## TASK PROMPT
Count the lines in the rows below that contain the string "beard". Reply with the number alone.

---- MATERIAL

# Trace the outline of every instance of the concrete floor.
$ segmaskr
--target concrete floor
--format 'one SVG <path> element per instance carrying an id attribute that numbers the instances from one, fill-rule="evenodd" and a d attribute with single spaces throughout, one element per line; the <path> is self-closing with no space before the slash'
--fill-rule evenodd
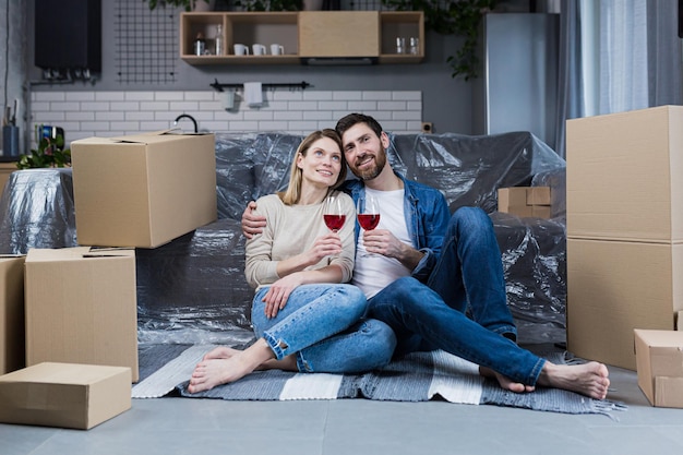
<path id="1" fill-rule="evenodd" d="M 0 424 L 1 455 L 680 454 L 683 409 L 610 368 L 614 418 L 445 402 L 134 399 L 88 431 Z"/>

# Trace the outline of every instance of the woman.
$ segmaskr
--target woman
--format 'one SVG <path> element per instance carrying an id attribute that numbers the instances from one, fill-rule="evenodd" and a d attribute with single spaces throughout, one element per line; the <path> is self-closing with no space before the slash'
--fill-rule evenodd
<path id="1" fill-rule="evenodd" d="M 351 278 L 356 212 L 334 191 L 346 178 L 342 141 L 332 129 L 309 134 L 295 155 L 287 191 L 257 201 L 267 219 L 247 241 L 245 275 L 256 288 L 252 324 L 256 342 L 244 350 L 218 347 L 196 366 L 188 391 L 235 382 L 256 369 L 360 372 L 392 358 L 396 337 L 379 321 L 361 320 L 367 301 Z M 324 200 L 340 197 L 346 223 L 331 231 Z"/>

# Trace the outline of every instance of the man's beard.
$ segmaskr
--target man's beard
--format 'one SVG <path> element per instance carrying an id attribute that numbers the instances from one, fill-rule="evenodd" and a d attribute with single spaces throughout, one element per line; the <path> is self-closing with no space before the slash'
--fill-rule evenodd
<path id="1" fill-rule="evenodd" d="M 382 172 L 385 165 L 386 165 L 386 152 L 382 149 L 379 154 L 374 156 L 374 166 L 372 166 L 371 168 L 363 169 L 363 170 L 360 170 L 354 167 L 351 168 L 351 172 L 354 172 L 356 177 L 358 177 L 359 179 L 363 181 L 372 180 Z"/>

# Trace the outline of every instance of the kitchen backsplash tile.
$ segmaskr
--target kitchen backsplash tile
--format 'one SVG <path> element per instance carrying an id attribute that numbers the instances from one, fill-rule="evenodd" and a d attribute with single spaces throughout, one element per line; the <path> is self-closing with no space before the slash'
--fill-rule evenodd
<path id="1" fill-rule="evenodd" d="M 264 106 L 252 109 L 235 97 L 225 110 L 215 91 L 188 92 L 34 92 L 31 127 L 51 124 L 65 131 L 67 142 L 89 136 L 115 136 L 173 128 L 181 113 L 192 116 L 200 131 L 287 131 L 307 134 L 334 128 L 342 116 L 363 112 L 391 132 L 421 130 L 422 93 L 419 91 L 264 91 Z M 192 121 L 182 119 L 185 131 Z M 35 146 L 35 144 L 32 144 Z"/>

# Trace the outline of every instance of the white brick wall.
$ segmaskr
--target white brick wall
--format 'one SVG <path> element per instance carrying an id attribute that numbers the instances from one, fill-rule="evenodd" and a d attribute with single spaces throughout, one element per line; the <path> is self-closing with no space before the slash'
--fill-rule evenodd
<path id="1" fill-rule="evenodd" d="M 31 95 L 31 128 L 50 124 L 64 129 L 67 142 L 91 136 L 116 136 L 173 128 L 173 120 L 189 113 L 200 131 L 287 131 L 308 134 L 334 128 L 349 112 L 378 119 L 386 131 L 416 133 L 422 127 L 421 92 L 325 92 L 267 89 L 264 106 L 254 109 L 242 103 L 223 108 L 219 92 L 34 92 Z M 178 125 L 192 131 L 192 122 Z"/>

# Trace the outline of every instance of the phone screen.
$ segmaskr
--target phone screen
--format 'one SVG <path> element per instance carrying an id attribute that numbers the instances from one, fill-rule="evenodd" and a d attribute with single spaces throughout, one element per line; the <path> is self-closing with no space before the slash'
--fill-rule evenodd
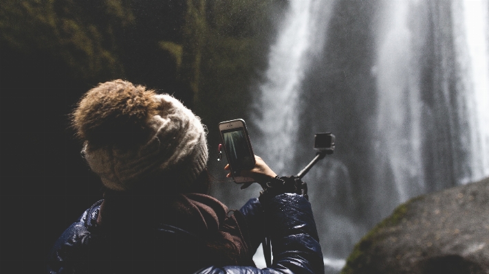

--------

## COMPLETED EXERCISE
2